Page excerpt

━━━━━━

In this month’s Food & Wine magazine (Sept ’12), we are offered a “cheater” cheesecake recipe – their term. The whole recipe collection is based on what you can do with three main ingredients. For this cheesecake, all you need is chocolate wafers, cream cheese, some water and “1 cup chocolate syrup, such as Hershey’s.”

With so few ingredients, each one’s flavor will play a big part. Why would we use mega-mass-produced chocolate syrup whose taste is so familiar and ordinary to most Americans?

I have the solution.

My own recipe for a rich and complex chocolate fudge syrup.

I created  this chocolate topping several years ago after becoming utterly bored with Hershey’s syrup and  basic chocolate syrup recipes. If we can make incredible chocolate frostings, why can’t we make fantastic chocolate syrups? We buy expensive, decadent ice cream, and top it with syrup from a gallon jug? I think not.

I settled on a combination that made my tastebuds happy when put on top of vanilla ice cream. It is always deliciousl, including straight off the spoon! This recipe can be made as a syrup, or with an extra 4 minutes on the stove, a thick fudgy topping that heats up perfectly for all your hot fudge needs! It’s subtly different; it’s definitely better!

One of the keys to making chocolate syrup with something new to offer your tastebuds is to get some different cocoa powder. Why skip the Hershey’s bottle and reach for the Hershey’s cocoa powder? Exactly.

I’ve tried Droste cocoa powder, but just like acidic coffee, its sharp acidity is not my favorite. Ghiradelli? Good, but not significantly different. We’ve gotten the 5 lb bag of cocoa powder from Costco, and it’s different enough to be interesting, but still just “good”. My favorite right now is Dagoba Drinking Chocolate. It is a cocoa powder processed especially for hot chocolate, with tiny pastilles of solid chocolate just hanging out inside the canister *grin/eyebrow wiggle* mmmmmm!

You will also want a tasty real vanilla extract, and salt without iodine if you can.

Once I got to thinking along these lines, nothing would do than performing a taste test of this cheesecake recipe – take a look here. I would make half with Hershey’s Chocolate Syrup as called for, and the other half with my own homemade Chocolate Fudge Topping. Since there are only 3 of us at my house, I wasn’t going to make two whole recipes!

I divided the cream cheese into two bowls, beat it until fluffy (and beyond), added the 1/2 cup chocolate syrup, one kind to each bowl, along with 2 Tbsp water. Beating again for 2 minutes resulted in a surprisingly silky smooth texture! I was curious to find out what it felt like in my mouth after the wait time was complete.

━━━━━━

Stored rows
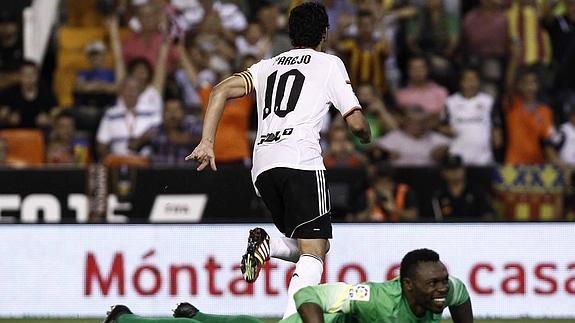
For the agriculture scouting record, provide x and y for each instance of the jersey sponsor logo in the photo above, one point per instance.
(359, 293)
(292, 60)
(275, 136)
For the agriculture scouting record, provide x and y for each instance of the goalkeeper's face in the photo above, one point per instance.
(430, 285)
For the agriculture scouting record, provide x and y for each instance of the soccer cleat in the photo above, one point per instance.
(114, 312)
(257, 253)
(185, 310)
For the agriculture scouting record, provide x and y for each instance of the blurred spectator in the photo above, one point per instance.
(414, 144)
(526, 30)
(232, 144)
(337, 8)
(11, 50)
(421, 91)
(64, 146)
(97, 85)
(457, 199)
(217, 50)
(364, 54)
(148, 41)
(562, 33)
(30, 102)
(379, 118)
(194, 12)
(270, 18)
(171, 141)
(151, 79)
(529, 123)
(470, 119)
(3, 152)
(388, 200)
(341, 152)
(253, 43)
(485, 40)
(130, 118)
(434, 32)
(567, 147)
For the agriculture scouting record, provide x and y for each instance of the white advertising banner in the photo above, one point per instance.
(510, 270)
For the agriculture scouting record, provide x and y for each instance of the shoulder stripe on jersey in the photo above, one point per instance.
(248, 81)
(348, 113)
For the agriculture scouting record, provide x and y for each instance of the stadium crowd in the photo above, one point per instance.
(445, 84)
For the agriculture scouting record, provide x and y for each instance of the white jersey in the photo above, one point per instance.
(471, 120)
(294, 91)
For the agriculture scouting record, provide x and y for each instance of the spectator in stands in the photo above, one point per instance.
(472, 122)
(561, 30)
(388, 200)
(195, 12)
(3, 152)
(421, 91)
(529, 123)
(152, 79)
(11, 50)
(232, 139)
(567, 147)
(434, 32)
(253, 43)
(363, 54)
(414, 144)
(485, 43)
(341, 152)
(30, 102)
(97, 85)
(526, 30)
(217, 49)
(457, 199)
(379, 118)
(64, 146)
(269, 17)
(149, 40)
(130, 118)
(171, 141)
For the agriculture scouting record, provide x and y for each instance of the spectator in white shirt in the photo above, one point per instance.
(470, 119)
(130, 118)
(414, 144)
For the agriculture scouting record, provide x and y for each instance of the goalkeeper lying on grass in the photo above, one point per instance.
(419, 295)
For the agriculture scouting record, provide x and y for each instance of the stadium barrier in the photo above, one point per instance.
(510, 269)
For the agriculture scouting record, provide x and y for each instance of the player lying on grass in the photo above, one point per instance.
(419, 295)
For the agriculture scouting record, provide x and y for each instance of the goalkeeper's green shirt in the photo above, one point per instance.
(371, 302)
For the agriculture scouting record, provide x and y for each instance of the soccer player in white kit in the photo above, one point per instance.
(294, 91)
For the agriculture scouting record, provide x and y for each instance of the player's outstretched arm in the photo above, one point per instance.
(232, 87)
(357, 123)
(462, 313)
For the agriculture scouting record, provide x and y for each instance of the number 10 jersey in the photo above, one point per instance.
(294, 91)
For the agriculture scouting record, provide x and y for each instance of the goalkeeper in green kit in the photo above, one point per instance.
(419, 295)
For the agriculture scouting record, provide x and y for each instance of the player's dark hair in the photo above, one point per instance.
(135, 62)
(413, 258)
(307, 24)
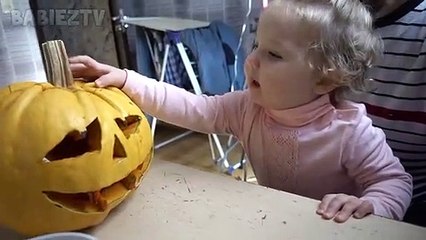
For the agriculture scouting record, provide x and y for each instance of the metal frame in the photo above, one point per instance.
(214, 142)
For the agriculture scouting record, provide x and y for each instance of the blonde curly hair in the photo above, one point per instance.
(346, 45)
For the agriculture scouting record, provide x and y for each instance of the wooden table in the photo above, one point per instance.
(178, 202)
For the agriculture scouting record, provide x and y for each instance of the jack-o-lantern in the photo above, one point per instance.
(68, 155)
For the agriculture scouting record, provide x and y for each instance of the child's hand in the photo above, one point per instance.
(103, 75)
(342, 206)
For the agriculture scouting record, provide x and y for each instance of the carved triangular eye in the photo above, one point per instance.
(77, 143)
(129, 125)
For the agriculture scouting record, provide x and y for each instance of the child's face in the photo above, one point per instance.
(278, 74)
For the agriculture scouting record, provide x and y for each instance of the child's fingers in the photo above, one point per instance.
(104, 81)
(324, 203)
(351, 205)
(364, 209)
(77, 68)
(86, 60)
(334, 206)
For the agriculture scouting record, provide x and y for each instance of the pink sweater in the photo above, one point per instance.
(310, 150)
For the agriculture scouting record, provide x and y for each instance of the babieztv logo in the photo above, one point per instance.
(58, 17)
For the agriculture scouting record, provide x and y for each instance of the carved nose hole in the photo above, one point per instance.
(129, 125)
(119, 151)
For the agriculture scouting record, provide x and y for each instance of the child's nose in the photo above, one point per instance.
(253, 59)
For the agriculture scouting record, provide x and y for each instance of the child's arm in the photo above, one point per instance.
(218, 114)
(371, 162)
(207, 114)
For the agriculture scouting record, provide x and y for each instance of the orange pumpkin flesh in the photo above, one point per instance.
(68, 155)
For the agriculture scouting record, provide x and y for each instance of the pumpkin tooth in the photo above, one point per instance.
(129, 182)
(98, 200)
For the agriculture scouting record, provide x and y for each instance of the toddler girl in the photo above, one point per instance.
(299, 133)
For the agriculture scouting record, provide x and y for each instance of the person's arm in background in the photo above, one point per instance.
(371, 162)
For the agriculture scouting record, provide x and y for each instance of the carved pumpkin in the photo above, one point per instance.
(68, 156)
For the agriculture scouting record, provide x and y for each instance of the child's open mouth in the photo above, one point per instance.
(255, 84)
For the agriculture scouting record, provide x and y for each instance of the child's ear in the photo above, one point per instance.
(326, 83)
(322, 89)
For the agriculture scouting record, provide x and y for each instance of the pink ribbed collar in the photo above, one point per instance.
(302, 115)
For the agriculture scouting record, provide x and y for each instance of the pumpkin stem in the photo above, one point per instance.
(57, 65)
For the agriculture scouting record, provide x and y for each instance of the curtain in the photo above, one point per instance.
(20, 56)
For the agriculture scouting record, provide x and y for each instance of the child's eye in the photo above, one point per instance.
(255, 46)
(274, 55)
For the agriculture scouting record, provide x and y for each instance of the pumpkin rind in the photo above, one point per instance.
(35, 118)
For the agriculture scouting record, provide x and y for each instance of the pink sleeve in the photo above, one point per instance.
(207, 114)
(372, 163)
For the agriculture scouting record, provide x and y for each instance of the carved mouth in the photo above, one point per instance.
(97, 201)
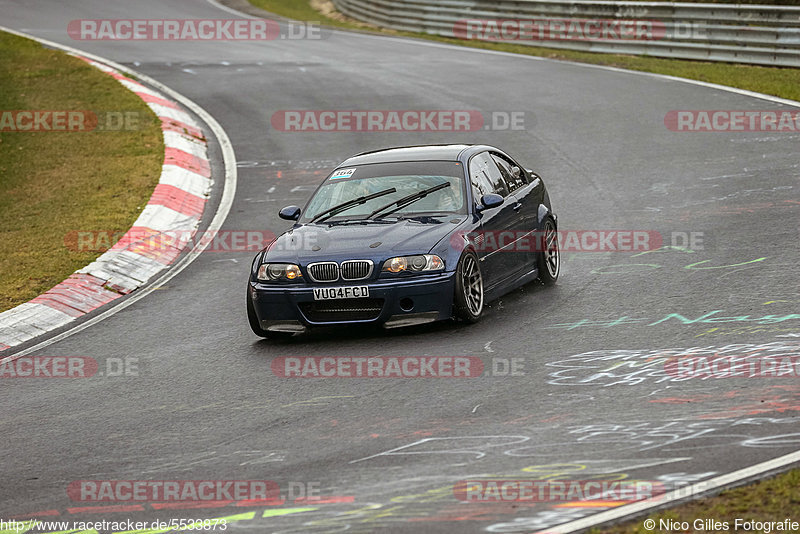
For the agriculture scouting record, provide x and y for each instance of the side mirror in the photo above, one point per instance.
(290, 213)
(489, 201)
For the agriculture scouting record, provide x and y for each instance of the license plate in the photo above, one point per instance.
(349, 292)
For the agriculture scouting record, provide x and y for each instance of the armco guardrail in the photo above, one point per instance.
(759, 34)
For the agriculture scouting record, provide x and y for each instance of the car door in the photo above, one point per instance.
(498, 237)
(528, 190)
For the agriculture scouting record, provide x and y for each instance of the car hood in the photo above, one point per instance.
(308, 243)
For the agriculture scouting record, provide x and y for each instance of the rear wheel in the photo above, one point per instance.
(469, 289)
(548, 260)
(256, 328)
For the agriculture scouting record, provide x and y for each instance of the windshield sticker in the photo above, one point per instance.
(342, 173)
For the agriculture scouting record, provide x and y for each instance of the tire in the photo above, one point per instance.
(256, 328)
(548, 261)
(468, 299)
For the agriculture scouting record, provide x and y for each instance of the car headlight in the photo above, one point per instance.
(278, 271)
(420, 263)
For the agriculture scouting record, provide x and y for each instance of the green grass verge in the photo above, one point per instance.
(52, 183)
(778, 81)
(775, 499)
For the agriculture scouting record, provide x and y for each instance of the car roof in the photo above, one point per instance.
(408, 153)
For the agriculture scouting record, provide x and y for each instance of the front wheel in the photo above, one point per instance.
(469, 289)
(548, 261)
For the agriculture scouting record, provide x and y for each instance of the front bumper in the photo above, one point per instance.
(392, 303)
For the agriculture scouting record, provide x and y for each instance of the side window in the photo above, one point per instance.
(505, 169)
(486, 177)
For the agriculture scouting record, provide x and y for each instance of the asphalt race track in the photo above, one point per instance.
(204, 403)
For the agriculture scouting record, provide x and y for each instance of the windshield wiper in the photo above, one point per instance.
(330, 212)
(405, 201)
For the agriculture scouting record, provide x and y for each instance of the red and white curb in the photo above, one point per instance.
(175, 207)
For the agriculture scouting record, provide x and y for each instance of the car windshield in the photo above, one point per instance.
(407, 178)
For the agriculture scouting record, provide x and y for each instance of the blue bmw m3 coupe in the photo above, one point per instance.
(406, 236)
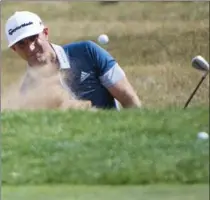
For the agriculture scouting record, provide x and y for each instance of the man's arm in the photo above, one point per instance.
(26, 83)
(113, 77)
(125, 94)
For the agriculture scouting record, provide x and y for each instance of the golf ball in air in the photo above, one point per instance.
(203, 135)
(103, 39)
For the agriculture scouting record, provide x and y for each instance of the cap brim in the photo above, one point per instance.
(28, 34)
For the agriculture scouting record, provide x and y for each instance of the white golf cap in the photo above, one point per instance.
(22, 24)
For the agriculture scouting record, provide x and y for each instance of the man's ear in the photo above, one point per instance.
(46, 32)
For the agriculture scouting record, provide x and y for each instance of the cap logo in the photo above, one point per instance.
(11, 31)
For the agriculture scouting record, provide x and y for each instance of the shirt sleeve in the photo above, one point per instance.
(108, 69)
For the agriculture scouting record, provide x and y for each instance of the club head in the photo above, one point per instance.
(200, 63)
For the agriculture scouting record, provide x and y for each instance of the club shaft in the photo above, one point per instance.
(195, 90)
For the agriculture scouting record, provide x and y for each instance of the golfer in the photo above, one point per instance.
(94, 75)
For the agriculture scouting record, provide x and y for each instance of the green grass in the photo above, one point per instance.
(64, 192)
(128, 147)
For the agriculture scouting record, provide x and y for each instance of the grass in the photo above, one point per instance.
(65, 192)
(129, 147)
(154, 42)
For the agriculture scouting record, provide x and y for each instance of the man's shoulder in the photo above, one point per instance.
(78, 45)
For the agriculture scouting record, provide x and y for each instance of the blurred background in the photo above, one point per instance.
(154, 42)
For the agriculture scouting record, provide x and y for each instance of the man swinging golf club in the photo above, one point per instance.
(93, 74)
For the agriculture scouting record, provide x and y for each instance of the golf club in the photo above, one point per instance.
(201, 64)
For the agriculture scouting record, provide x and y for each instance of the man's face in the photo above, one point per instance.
(35, 49)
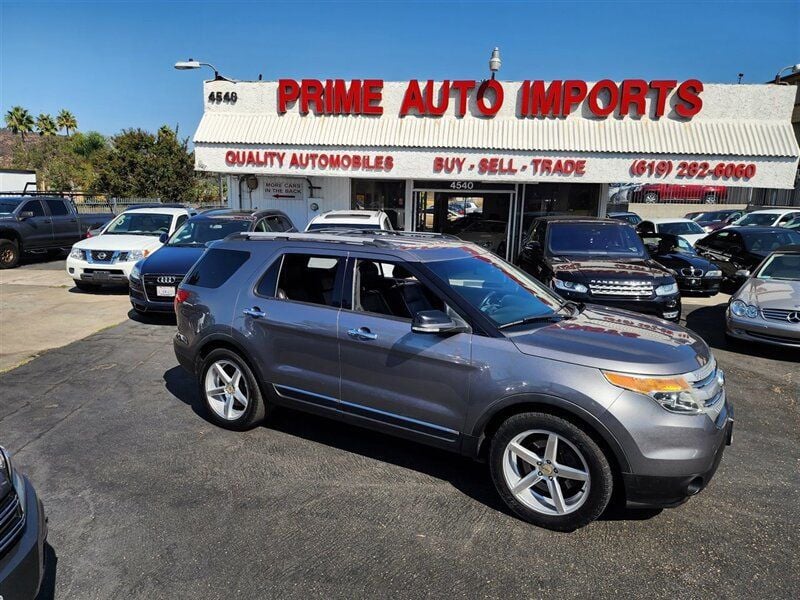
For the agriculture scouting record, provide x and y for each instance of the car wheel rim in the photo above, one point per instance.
(546, 472)
(226, 390)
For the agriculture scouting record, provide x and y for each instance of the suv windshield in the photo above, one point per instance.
(781, 266)
(680, 228)
(764, 219)
(139, 224)
(606, 239)
(202, 231)
(503, 293)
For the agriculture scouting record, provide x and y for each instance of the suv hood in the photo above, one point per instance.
(770, 293)
(617, 340)
(119, 242)
(611, 268)
(172, 260)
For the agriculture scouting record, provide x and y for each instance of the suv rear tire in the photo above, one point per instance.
(550, 472)
(230, 392)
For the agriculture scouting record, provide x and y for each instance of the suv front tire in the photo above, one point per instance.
(550, 472)
(230, 392)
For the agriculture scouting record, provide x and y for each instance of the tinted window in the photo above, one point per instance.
(768, 241)
(307, 278)
(607, 239)
(57, 207)
(35, 207)
(216, 267)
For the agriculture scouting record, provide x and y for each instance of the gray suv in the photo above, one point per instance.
(440, 341)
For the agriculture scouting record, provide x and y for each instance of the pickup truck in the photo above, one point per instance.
(41, 223)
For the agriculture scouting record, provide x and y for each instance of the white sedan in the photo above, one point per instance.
(108, 258)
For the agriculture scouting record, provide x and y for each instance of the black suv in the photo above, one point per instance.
(602, 261)
(153, 280)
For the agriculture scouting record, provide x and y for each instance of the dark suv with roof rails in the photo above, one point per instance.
(601, 261)
(153, 281)
(442, 342)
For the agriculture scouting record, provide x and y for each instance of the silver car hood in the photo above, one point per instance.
(617, 340)
(770, 293)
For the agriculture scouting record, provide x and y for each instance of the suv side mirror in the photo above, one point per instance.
(436, 321)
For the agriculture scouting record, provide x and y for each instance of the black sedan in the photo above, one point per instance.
(739, 250)
(694, 274)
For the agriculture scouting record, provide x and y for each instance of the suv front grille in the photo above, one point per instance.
(778, 314)
(11, 521)
(153, 281)
(612, 287)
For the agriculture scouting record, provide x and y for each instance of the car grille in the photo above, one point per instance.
(152, 281)
(781, 314)
(11, 521)
(602, 287)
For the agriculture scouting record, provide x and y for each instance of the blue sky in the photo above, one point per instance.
(111, 62)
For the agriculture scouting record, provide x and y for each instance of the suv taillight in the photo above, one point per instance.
(180, 296)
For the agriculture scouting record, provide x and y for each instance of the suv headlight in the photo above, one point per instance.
(741, 309)
(570, 286)
(667, 290)
(7, 468)
(137, 255)
(136, 271)
(672, 392)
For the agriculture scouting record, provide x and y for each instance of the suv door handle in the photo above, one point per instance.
(362, 333)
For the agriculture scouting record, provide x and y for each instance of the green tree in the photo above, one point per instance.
(66, 120)
(140, 164)
(20, 121)
(45, 125)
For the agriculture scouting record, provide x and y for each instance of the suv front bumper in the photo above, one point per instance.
(22, 567)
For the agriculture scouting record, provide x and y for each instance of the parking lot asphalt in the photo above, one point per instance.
(41, 309)
(146, 499)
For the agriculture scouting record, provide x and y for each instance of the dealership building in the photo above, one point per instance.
(429, 152)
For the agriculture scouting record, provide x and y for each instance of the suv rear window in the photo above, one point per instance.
(216, 267)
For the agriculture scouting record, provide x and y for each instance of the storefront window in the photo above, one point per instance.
(559, 198)
(379, 194)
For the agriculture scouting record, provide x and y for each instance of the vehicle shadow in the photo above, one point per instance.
(47, 591)
(709, 322)
(167, 319)
(466, 475)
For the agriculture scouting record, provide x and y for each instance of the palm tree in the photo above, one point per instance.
(46, 125)
(20, 121)
(66, 120)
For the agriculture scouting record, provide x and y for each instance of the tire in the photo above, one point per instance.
(582, 500)
(229, 410)
(651, 198)
(9, 254)
(85, 286)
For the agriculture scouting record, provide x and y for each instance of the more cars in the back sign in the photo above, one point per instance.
(739, 250)
(108, 259)
(767, 306)
(601, 261)
(153, 280)
(23, 531)
(440, 341)
(694, 274)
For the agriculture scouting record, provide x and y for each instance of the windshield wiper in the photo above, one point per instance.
(552, 318)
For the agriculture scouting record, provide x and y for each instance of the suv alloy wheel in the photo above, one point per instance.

━━━━━━

Work instructions
Transcribe everything from "I created  this" down to "I think not." in the chocolate syrup text above.

Task response
I created  this chocolate topping several years ago after becoming utterly bored with Hershey’s syrup and  basic chocolate syrup recipes. If we can make incredible chocolate frostings, why can’t we make fantastic chocolate syrups? We buy expensive, decadent ice cream, and top it with syrup from a gallon jug? I think not.